BEGIN Exercise materials

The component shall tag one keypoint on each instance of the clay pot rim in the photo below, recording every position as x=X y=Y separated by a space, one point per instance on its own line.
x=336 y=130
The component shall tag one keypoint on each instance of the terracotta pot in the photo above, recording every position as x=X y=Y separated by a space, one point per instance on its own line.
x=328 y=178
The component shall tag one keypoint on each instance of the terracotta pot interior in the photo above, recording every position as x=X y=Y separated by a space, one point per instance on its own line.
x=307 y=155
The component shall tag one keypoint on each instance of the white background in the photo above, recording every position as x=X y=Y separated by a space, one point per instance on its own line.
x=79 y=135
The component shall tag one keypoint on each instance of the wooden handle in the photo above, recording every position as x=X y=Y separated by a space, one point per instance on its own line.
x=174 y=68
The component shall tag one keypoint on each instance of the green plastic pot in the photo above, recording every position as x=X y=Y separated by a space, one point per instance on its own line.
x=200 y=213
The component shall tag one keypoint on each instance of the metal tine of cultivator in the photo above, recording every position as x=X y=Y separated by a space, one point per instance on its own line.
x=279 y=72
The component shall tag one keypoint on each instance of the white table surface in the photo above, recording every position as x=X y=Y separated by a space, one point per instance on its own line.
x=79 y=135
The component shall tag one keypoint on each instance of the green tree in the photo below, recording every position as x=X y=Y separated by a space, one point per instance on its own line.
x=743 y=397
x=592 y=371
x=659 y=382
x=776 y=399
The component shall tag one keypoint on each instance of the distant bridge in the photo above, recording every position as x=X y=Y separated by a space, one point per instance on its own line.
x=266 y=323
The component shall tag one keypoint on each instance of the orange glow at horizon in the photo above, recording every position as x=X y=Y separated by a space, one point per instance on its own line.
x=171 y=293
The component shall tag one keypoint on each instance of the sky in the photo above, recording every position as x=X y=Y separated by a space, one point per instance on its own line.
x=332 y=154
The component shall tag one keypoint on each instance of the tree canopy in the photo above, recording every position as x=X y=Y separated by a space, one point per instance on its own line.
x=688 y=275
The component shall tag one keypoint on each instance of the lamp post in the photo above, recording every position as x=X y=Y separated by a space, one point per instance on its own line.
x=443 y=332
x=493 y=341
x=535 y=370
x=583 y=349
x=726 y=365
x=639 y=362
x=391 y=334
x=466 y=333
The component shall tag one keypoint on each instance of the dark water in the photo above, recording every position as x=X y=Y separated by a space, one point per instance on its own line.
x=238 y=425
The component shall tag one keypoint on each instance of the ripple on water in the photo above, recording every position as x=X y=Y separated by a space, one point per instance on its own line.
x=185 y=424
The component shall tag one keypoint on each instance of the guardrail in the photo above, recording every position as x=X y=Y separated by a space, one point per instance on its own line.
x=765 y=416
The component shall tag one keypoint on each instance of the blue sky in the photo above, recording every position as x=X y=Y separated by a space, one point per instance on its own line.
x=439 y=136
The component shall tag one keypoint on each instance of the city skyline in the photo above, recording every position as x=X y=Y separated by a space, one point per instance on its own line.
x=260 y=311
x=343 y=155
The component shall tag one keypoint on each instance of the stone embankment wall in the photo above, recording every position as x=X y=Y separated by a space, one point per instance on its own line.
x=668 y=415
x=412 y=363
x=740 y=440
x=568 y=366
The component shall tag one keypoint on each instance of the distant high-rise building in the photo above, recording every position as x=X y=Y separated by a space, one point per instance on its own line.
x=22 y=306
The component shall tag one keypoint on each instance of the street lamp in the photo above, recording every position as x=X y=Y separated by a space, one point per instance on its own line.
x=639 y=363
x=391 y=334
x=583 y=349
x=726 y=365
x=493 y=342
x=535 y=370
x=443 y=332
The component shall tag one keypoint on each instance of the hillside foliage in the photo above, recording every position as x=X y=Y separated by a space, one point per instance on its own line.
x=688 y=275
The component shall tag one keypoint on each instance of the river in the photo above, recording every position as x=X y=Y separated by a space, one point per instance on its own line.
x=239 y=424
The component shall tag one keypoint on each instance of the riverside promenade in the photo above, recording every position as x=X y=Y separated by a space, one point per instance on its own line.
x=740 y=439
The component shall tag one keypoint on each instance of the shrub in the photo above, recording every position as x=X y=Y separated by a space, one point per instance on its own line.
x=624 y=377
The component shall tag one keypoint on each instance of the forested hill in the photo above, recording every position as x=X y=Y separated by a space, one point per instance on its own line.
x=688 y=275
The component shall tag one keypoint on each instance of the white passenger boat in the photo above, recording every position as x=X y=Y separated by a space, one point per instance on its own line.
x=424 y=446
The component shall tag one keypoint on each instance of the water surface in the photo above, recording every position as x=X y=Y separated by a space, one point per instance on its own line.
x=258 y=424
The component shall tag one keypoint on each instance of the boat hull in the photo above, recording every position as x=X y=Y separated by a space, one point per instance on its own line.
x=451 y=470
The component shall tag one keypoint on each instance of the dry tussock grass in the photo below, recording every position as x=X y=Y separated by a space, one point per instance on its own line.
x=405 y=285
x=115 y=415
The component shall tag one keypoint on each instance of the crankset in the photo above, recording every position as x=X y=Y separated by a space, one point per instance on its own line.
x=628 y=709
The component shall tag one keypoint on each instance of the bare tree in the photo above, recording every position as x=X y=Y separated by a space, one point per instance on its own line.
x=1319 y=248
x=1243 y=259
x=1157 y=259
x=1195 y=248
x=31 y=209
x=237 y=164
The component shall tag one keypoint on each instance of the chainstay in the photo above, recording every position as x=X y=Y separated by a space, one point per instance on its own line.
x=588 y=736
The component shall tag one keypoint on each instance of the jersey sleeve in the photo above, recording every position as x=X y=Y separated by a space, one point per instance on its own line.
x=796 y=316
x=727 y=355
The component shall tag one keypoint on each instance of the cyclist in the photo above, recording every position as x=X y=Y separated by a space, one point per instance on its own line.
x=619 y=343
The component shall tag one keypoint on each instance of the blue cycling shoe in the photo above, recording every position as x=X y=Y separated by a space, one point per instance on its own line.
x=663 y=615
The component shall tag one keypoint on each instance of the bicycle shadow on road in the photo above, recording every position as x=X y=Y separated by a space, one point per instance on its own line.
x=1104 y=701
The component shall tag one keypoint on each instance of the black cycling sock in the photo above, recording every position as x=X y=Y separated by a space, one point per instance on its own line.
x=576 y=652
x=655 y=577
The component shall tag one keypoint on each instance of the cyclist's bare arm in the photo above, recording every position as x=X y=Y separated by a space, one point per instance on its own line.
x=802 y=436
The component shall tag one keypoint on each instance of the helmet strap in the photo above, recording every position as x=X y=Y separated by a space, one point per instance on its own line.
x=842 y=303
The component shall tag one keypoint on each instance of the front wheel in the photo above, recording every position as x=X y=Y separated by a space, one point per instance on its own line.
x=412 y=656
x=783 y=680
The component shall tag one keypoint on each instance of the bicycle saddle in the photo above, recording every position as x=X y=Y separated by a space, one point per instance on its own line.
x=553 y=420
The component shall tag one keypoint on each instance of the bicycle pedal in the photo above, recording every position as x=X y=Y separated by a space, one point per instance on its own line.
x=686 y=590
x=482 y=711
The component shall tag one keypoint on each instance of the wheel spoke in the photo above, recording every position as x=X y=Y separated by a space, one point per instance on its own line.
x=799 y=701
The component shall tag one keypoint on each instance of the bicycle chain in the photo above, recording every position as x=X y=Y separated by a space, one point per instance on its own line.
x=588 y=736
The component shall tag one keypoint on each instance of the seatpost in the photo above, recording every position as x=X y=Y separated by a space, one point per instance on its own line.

END Exercise materials

> Exercise prompt
Starting from the line with "of the wheel" and ending with the final line of the data, quote every line exactly, both ends included.

> Solution to the exercise
The component shall tag one keypoint on each instance of the wheel spoke in the photo above, recording every position as x=X y=Y separated by a space, one point per instance on its own line.
x=799 y=701
The component shall tag one keypoint on each instance of the bicycle chain in the photo above, recording every position as x=X y=Y separated by a space, one point per instance on its own line.
x=588 y=736
The component shall tag one keypoint on each instance of the seatpost in the photo above, recording every position as x=X y=Y separated by a space, one point per instance on its own line.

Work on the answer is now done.